THE PROBLEM: Word for word, print each line of the listing below; pictures stay out.
□ □ □
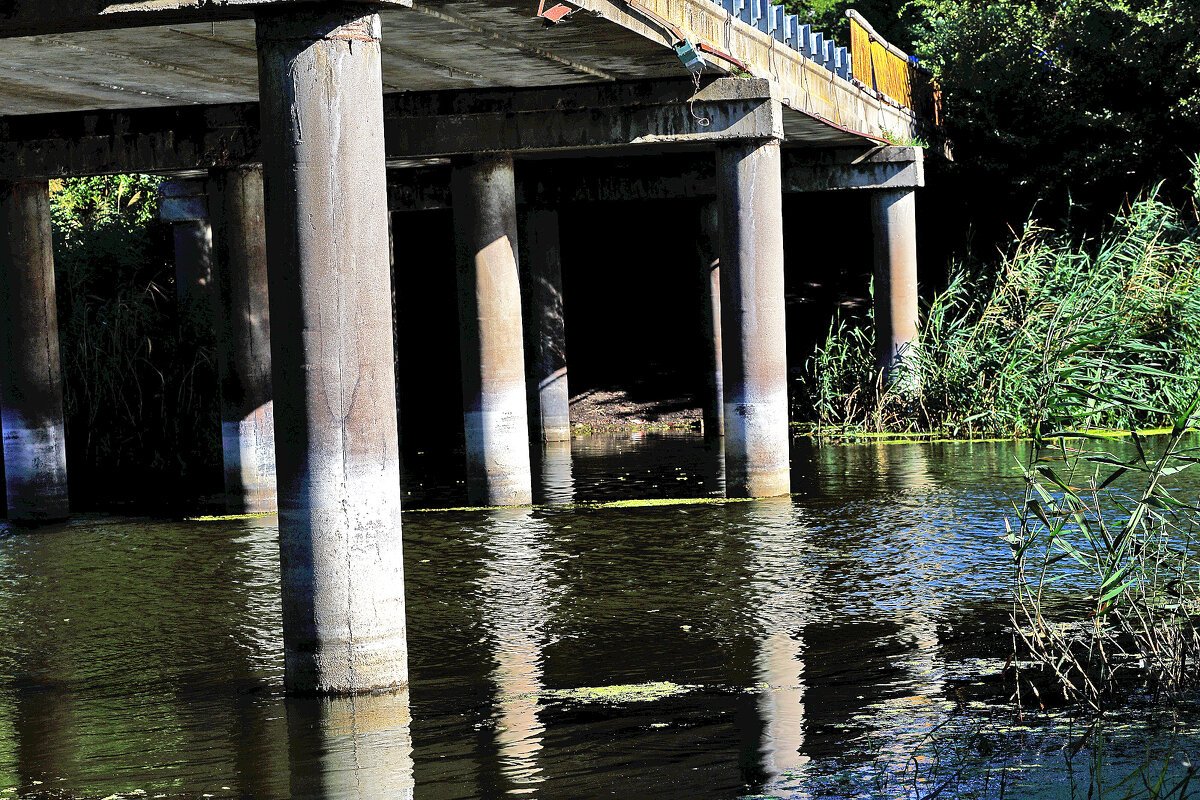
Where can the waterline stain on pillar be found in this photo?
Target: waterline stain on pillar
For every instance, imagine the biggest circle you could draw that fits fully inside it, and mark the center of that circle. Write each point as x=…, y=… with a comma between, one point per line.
x=331, y=349
x=244, y=340
x=30, y=374
x=550, y=400
x=894, y=226
x=495, y=414
x=754, y=353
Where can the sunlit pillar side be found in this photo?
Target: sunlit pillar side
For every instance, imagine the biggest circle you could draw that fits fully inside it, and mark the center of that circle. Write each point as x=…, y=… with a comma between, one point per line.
x=184, y=204
x=337, y=463
x=754, y=358
x=495, y=413
x=550, y=400
x=244, y=340
x=894, y=226
x=30, y=373
x=708, y=246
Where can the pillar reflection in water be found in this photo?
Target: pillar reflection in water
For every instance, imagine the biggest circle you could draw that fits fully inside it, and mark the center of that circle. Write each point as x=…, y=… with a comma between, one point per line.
x=557, y=483
x=516, y=600
x=781, y=597
x=904, y=469
x=348, y=747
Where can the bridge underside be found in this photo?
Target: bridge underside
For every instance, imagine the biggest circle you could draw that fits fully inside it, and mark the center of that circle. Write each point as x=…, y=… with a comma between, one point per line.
x=485, y=108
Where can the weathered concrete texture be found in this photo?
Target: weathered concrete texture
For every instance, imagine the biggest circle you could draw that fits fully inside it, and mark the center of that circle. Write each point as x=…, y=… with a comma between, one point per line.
x=331, y=350
x=556, y=470
x=850, y=168
x=753, y=325
x=894, y=224
x=708, y=248
x=493, y=386
x=550, y=400
x=30, y=378
x=244, y=340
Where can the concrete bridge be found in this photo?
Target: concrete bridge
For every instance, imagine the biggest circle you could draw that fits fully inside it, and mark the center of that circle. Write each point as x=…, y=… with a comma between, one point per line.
x=294, y=128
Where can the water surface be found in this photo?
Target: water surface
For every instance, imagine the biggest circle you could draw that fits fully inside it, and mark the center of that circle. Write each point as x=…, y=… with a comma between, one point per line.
x=801, y=647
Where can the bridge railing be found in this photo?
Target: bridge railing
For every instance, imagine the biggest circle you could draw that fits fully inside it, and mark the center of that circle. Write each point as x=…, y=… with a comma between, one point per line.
x=889, y=72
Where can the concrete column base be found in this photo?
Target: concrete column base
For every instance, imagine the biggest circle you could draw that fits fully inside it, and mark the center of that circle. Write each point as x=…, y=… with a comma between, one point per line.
x=331, y=349
x=708, y=246
x=35, y=455
x=894, y=226
x=753, y=325
x=244, y=341
x=495, y=414
x=550, y=398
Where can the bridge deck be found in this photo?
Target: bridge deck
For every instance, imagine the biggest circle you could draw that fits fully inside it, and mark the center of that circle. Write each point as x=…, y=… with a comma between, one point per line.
x=70, y=55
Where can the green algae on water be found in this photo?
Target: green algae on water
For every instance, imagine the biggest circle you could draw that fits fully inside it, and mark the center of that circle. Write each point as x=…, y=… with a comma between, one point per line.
x=591, y=505
x=619, y=693
x=231, y=517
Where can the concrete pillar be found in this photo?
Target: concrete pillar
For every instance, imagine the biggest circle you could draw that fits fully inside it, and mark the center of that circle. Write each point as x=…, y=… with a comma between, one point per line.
x=894, y=224
x=754, y=358
x=550, y=401
x=244, y=340
x=556, y=470
x=708, y=246
x=184, y=203
x=30, y=380
x=336, y=457
x=490, y=324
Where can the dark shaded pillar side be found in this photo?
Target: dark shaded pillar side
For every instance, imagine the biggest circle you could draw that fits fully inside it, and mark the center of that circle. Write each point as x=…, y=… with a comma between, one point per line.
x=708, y=246
x=331, y=349
x=30, y=372
x=754, y=359
x=894, y=226
x=495, y=415
x=550, y=400
x=244, y=340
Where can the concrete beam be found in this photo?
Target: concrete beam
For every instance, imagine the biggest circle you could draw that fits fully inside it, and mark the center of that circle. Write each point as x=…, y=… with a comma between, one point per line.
x=34, y=17
x=667, y=176
x=841, y=168
x=418, y=125
x=30, y=376
x=493, y=384
x=244, y=341
x=754, y=334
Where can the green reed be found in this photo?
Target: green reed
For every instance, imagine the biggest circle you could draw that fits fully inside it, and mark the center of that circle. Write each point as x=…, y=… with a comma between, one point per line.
x=139, y=385
x=987, y=340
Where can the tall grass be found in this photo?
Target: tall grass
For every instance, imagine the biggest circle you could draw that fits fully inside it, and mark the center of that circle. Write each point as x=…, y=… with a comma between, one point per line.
x=985, y=342
x=139, y=385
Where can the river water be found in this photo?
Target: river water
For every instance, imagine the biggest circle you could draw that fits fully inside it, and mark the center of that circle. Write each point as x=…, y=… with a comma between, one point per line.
x=841, y=642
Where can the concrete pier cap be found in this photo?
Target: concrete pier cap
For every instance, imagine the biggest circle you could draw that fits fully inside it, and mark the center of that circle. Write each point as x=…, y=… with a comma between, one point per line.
x=30, y=374
x=491, y=331
x=337, y=459
x=754, y=332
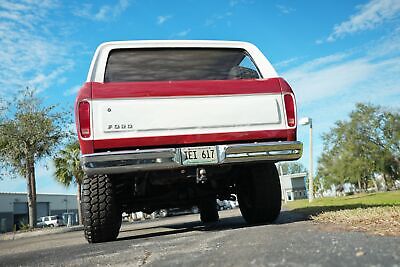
□ □ □
TASK SOLUTION:
Where can the waterline stain on pillar be found in this photo?
Target: waterline stain on pillar
For every instance, imagine the biggest circle you could draw that fits fully inside it, and mark the center of that circle. Write each point as x=…, y=… with a comma between, one point per line.
x=331, y=349
x=244, y=340
x=30, y=374
x=550, y=400
x=894, y=226
x=495, y=414
x=754, y=353
Where can the sunlit pillar side be found in this photo?
Target: sunlit pillar side
For every instance, imagine the biggest circle you could draw that fits fully inside it, and mark the center of that circle. Write each point as x=…, y=… with a comma between, one point per line.
x=184, y=204
x=337, y=463
x=754, y=358
x=495, y=413
x=550, y=400
x=244, y=340
x=894, y=226
x=30, y=373
x=708, y=246
Where can the pillar reflection in water be found in this photo?
Target: pillar reflection in water
For every instance, imagine the biggest circle you could draw that fits fully inside it, and mark the center of that circle. Write each point as x=…, y=… with a comma between, one point per line.
x=557, y=483
x=516, y=600
x=781, y=597
x=904, y=469
x=348, y=747
Where can the bridge underside be found in this photo?
Target: bridge underside
For every instance, imagine the biggest circle you could draw that fits fully inside it, and mark the center of that circle. Write each point as x=…, y=… with a comma between, one point per line.
x=485, y=108
Where can the weathered concrete texture be found in this photo?
Target: weathered concrete texture
For every instance, imagine the biggest circle you could draw that fits fully inside it, and mark the center of that circle. Write each point as x=…, y=… with a comma between, one point per line.
x=331, y=350
x=556, y=470
x=850, y=168
x=753, y=325
x=894, y=224
x=708, y=248
x=493, y=386
x=550, y=400
x=30, y=378
x=244, y=340
Where can the concrete bridge be found in this photo?
Target: concrete bridge
For every instance, imagine the biggest circle you could draw that fits fully inside it, and mark the center of that circle. Write each point as x=…, y=… with a comma between, one point per line.
x=294, y=128
Where can the water surface be found in this photo?
Target: water surface
For every instance, imagine the biggest circle you could draw that fits fully inside it, and mark the center of that circle. Write each point as x=…, y=… with a comma between, one point per line.
x=801, y=647
Where can the bridge railing be found in this photo?
Target: bridge railing
For every instance, imagine the biggest circle you could draw that fits fully inside it, and mark the center of that circle. Write each point as x=…, y=… with a comma between, one point per line.
x=889, y=72
Where can the concrete column base be found in this photo?
Target: concrete column base
For every instance, imagine the biggest circle you could draw that fits fully inside it, and mark the center of that circle. Write each point as x=…, y=… with a comma between, one point per line.
x=331, y=349
x=708, y=246
x=35, y=455
x=894, y=226
x=753, y=325
x=244, y=341
x=495, y=414
x=550, y=398
Where can the bridge deck be found in this photo?
Target: bridge deck
For every instance, imagine the biggest circle you could draw that fits fully inside it, and mark the center of that circle. Write each point as x=…, y=… with a comma between, one point per line.
x=70, y=55
Where can the green algae on water be found in this photo?
Target: green algae on water
For every instance, imagine the biggest circle you could draw that fits fully inside it, and mark the center of that circle. Write each point as x=…, y=… with a comma between, one point per line.
x=591, y=505
x=619, y=693
x=231, y=517
Where can the concrete pillar be found in this photo?
Target: concrete pillar
For every instance, imagine the biggest circle you could draw that fits fully inside it, and mark the center of that circle. Write each point as x=…, y=… with a comma between, one point per line.
x=894, y=224
x=754, y=358
x=550, y=401
x=244, y=340
x=556, y=470
x=708, y=246
x=184, y=203
x=30, y=380
x=336, y=457
x=490, y=324
Where can the dark shaded pillar side be found in this photo?
Target: dark shaded pillar side
For every instance, imagine the biggest circle you could draw that fits fully inside it, and mark the center of that circle. Write each point as x=…, y=… with a comma between, one point per line.
x=708, y=246
x=331, y=349
x=30, y=372
x=754, y=359
x=894, y=226
x=495, y=415
x=550, y=400
x=244, y=340
Where can the concrete beam be found in this photo?
Target: concrete beam
For every instance, imagine the biggest circle you could draw that fits fully inside it, and mark the center of that circle. Write each point as x=…, y=… with a comma between, one point per line.
x=34, y=17
x=667, y=176
x=841, y=168
x=418, y=125
x=30, y=376
x=493, y=384
x=244, y=341
x=754, y=334
Where can the green reed be found in this photo?
Target: green reed
For every instance, imagine the biggest circle you could draw that fits fully inside it, and mark the center of that circle. Write each point as x=…, y=… with a comma between, one point per line.
x=139, y=385
x=987, y=340
Where can the tall grass be found in this photo?
Target: tall grass
For every instance, imagine the biggest circle you could draw that fits fully inside it, and mark the center of that circle. Write each point as x=…, y=… with a comma between, one point per line.
x=985, y=342
x=139, y=385
Where can the river water be found in this photo?
Target: river water
For every instance, imagine the biggest circle you could draw that fits fully inside it, and mark the center of that circle. Write each point as x=…, y=… with a comma between, one point per line.
x=841, y=642
Where can the concrete pier cap be found in this photo?
Target: concrete pier cap
For every instance, imagine the biggest circle you could draw that fits fully inside it, and mark the center of that circle. Write each point as x=…, y=… with a comma between, one point per line.
x=30, y=374
x=491, y=331
x=337, y=459
x=754, y=332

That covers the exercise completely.